- _PROVIDED DATA_:
►
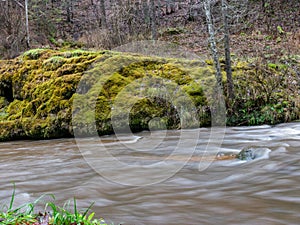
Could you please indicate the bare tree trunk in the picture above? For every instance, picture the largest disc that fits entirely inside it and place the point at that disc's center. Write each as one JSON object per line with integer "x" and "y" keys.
{"x": 230, "y": 87}
{"x": 212, "y": 42}
{"x": 153, "y": 20}
{"x": 103, "y": 14}
{"x": 27, "y": 24}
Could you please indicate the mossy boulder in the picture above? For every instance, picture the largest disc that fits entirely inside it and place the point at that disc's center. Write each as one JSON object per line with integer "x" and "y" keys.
{"x": 38, "y": 88}
{"x": 46, "y": 93}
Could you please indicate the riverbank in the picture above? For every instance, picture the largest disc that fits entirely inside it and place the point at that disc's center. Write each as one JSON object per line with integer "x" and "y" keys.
{"x": 38, "y": 90}
{"x": 26, "y": 215}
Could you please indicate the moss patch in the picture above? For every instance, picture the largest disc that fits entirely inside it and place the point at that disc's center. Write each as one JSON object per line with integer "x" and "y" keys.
{"x": 38, "y": 89}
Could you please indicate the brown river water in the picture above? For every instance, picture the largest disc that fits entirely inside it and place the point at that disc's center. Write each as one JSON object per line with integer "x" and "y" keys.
{"x": 152, "y": 186}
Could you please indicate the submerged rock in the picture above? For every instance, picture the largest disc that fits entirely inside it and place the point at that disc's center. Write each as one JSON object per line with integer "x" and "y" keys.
{"x": 246, "y": 153}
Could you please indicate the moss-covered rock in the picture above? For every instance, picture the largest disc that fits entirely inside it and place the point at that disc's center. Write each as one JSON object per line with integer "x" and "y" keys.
{"x": 113, "y": 90}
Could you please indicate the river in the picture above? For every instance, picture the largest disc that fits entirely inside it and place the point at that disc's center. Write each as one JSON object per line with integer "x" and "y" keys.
{"x": 263, "y": 191}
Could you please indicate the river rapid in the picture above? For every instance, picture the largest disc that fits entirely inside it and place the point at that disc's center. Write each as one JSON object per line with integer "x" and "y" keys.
{"x": 263, "y": 191}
◄
- _TASK BRIEF_: Pictures do not belong in the copy; repeat the rest of the listing exactly.

- _TASK OUTPUT_:
Could you please indicate the bare tree trunk in the picture above? For every instance, picture the largest disc that fits entirely inside it and place the point at that disc's center. Write each as one JSON object per line with integer "x" and "y" keys.
{"x": 230, "y": 87}
{"x": 212, "y": 42}
{"x": 153, "y": 20}
{"x": 103, "y": 14}
{"x": 27, "y": 24}
Could you please indicate the mossy boulder in the picture above? For every instance, picture the largest disc that fits entirely inside it and place the point at that disc's center. Write each as one JSON object per line with integer "x" and "y" keys.
{"x": 38, "y": 88}
{"x": 46, "y": 93}
Could you please indicate the riverbank in the picture above? For every instance, picture the largest disc that fits entirely inside it and place the point at that disc's center. Write each as one JSON object per line with integer "x" and "y" keys.
{"x": 38, "y": 90}
{"x": 26, "y": 215}
Could you please indicate the moss patch in the picture above? For every instance, picture the largest disc that fits entirely inside it and place the point at that disc's center. Write each as one JSON object per line with integer "x" and "y" keys.
{"x": 38, "y": 89}
Could you please indicate the brown river water in the picture above? For every instance, picture the largest disc that fits entirely inside it and place the point at that disc's center. Write each as one JSON object per line with integer "x" and "y" keys.
{"x": 152, "y": 186}
Could you please indicate the submerged rock in the picture above? For every instance, picture the largest disc that fits entirely inside it and place the point at that disc's center. Write each as one JSON object per line with integer "x" and "y" keys.
{"x": 246, "y": 153}
Could you please indicate the moss-covered rock in the picture above? For every instance, picture the largest disc that fits entirely inside it and place the point at that disc's center. Write each as one JSON object per line with integer "x" and "y" keys.
{"x": 113, "y": 90}
Could you please indicate the river in the picture above? For every instance, picture the largest disc that fits entirely inside it and place the point at that disc's center. Write each as one JSON object per line with integer "x" and "y" keys.
{"x": 263, "y": 191}
Could you please indicate the river rapid in the picture above? For every instance, picture the largest disc that fits entirely inside it and place the point at that disc's center. Write each as one JSON object per line with integer "x" and "y" keys.
{"x": 263, "y": 191}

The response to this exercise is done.